> _WHAT THE TASK REQUIRES_
All of the entries below are to be repeated word for word.

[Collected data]
Segment Open
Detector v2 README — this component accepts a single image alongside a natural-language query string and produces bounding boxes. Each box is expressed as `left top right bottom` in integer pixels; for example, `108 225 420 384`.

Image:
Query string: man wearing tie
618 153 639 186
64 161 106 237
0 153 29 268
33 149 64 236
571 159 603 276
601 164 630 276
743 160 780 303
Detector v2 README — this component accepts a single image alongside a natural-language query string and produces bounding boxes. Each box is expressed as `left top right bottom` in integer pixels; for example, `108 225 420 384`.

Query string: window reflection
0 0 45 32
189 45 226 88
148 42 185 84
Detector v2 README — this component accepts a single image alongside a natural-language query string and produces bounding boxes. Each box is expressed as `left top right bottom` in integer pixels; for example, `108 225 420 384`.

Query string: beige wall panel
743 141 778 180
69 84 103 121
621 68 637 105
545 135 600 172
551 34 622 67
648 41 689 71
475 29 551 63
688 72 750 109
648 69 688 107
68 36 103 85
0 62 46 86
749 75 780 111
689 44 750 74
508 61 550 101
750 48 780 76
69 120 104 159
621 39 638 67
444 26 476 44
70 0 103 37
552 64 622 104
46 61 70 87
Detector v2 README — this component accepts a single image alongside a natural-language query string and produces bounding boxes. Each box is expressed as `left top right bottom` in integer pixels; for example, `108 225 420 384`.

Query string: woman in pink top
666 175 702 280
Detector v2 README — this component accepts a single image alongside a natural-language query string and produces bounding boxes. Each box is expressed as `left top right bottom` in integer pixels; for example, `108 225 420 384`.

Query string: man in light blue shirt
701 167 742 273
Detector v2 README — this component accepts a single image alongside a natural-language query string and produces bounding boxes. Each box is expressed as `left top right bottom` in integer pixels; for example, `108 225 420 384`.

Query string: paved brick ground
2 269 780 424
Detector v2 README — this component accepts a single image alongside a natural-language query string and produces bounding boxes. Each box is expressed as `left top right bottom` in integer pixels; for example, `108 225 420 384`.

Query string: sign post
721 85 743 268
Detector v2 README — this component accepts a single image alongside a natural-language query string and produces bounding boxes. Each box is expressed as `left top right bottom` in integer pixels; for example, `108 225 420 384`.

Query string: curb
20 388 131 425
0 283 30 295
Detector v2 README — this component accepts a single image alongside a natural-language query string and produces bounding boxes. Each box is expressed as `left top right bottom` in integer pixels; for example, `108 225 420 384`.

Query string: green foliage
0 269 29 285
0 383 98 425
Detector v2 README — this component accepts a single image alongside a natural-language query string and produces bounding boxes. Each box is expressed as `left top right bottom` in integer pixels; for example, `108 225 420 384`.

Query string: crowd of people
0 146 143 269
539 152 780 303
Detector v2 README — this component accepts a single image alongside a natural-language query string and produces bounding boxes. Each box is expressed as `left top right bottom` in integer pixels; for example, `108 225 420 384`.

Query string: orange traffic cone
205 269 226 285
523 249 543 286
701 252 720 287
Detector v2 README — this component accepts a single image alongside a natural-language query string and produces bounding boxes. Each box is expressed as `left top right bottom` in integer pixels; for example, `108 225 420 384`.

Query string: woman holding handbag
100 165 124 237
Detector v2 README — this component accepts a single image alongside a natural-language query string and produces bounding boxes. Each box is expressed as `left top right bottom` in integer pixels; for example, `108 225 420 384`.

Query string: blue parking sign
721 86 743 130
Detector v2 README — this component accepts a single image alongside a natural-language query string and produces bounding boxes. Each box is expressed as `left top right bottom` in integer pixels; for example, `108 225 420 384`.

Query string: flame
Segment Closed
> _PROBLEM SOLUTION_
Detector v2 README — this component accepts a single image alongside a natural-language query string and produces bounding boxes. Each box is expressed as `left top right bottom` in integer pixels; for example, `108 225 420 384`.

Image:
Query string: man wearing tie
618 153 639 186
64 161 106 237
0 153 29 268
33 149 64 236
571 159 603 276
601 164 630 276
743 160 780 303
Detector v2 README — this component accepts a single image alongside a natural-language query string and produces bounding boxes. Each box is expressed as `left top right bottom` in integer pixels; for example, `108 225 420 384`.

Query string: window reflection
0 0 45 32
189 45 226 88
148 42 185 84
Detector v2 README — this component accepts a single image alongside a natural-language query string and produces bounding boxes. Each box is expressed as `left top right bottom` in integer pixels; for example, `108 225 420 384`.

Query string: beige wall panel
743 141 778 180
69 84 103 121
621 68 637 105
545 135 600 172
551 34 622 67
648 41 689 71
475 29 551 63
688 72 750 109
648 69 688 107
68 36 103 85
0 62 46 86
749 75 780 111
689 44 750 74
508 61 550 101
750 48 780 76
69 120 104 159
621 39 638 67
444 26 476 44
70 0 103 37
552 64 622 104
46 61 70 87
Detector v2 README — this component accepts a single image alongside a natural-language query string and produces bounding boxes. Each box is expressed as `left top right bottom` in integer pixels; for example, `108 225 420 384`.

Query string: woman in pink top
666 175 702 280
Detector v2 README — this component accepts a single image alongside a natural-language query string and produces bounding boxes. Each box is expressed as `left top right bottom` in integer pixels; for example, `108 225 420 384`.

Query string: man in light blue shirt
701 167 742 273
Detector v2 README — this component accepts a single image alongside a natural-language query string and produces bounding boxes. Each box is expressed as `left top right bottom` in integer pixels; for example, `108 225 420 384`.

Query string: paved brick ground
2 269 780 424
Detector v2 README — this component accepts a single image alongside a natural-language query string and produces bounding boxes. Each box is expressed as `left top right bottom` in integer pixels; for example, `108 225 420 384`.

Query string: sign post
721 85 743 268
Detector v2 README — this component accepts a single image alongside a natural-language query string and produces bounding boxes. Each box is expressed as `left top right bottom` in integer pixels; for example, `108 225 420 384`.

Query string: curb
20 388 131 425
0 283 30 295
Detector v2 README — this component accepts a single image alongside a natural-language query string and produces bounding boxes. Each box is expressed as `left top right bottom` in integer pixels; for example, `108 225 420 384`.

Query string: green foliage
0 269 29 285
0 383 98 425
Detector v2 README — this component accepts a single image alongside a natural-language query string and produces bounding boxes. Each box is expressed as `left top right bottom` in integer pixels; for example, `108 225 420 384`.

Query string: crowd of people
0 146 143 269
539 152 780 303
Detector v2 README — this component accepts a single image alongside a natural-language query string and produces bounding boxes. Each box is expressed as `left top right bottom` in integer pixels; for example, `108 225 420 384`.

Query string: orange traffic cone
205 269 226 285
523 249 543 286
701 252 720 287
Detector v2 README — this component accepts a single image alongside a natural-language query string and produces bounding boxes. Each box is expressed as `left top right bottom` in integer pixels; for example, `108 225 420 384`.

Query string: woman holding handbag
100 165 124 237
Detector v2 README — this component accepts a single image alongside a natural-language query string and produces bounding boxes. Each box is expressed as `left top right bottom` in integer pixels; for example, `108 225 420 384`.

Query string: blue parking sign
721 86 743 130
Detector v2 README — this component accepts a single image alongside a natural-language query string and produces bounding boxes. Each box is expressed as `left top right bottom` in integer pixels; for example, `108 225 420 384`.

Query string: flame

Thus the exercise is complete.